_Problem statement:_
Copy the following entries verbatim, line for line.

_Record set:_
START

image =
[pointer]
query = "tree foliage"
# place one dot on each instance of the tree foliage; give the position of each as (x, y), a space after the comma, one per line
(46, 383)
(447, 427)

END

_Output for this task:_
image =
[pointer]
query = "tree foliage"
# place one dot on each instance of the tree foliage; give the position of each as (x, y), a space after the comma, one per line
(46, 383)
(447, 427)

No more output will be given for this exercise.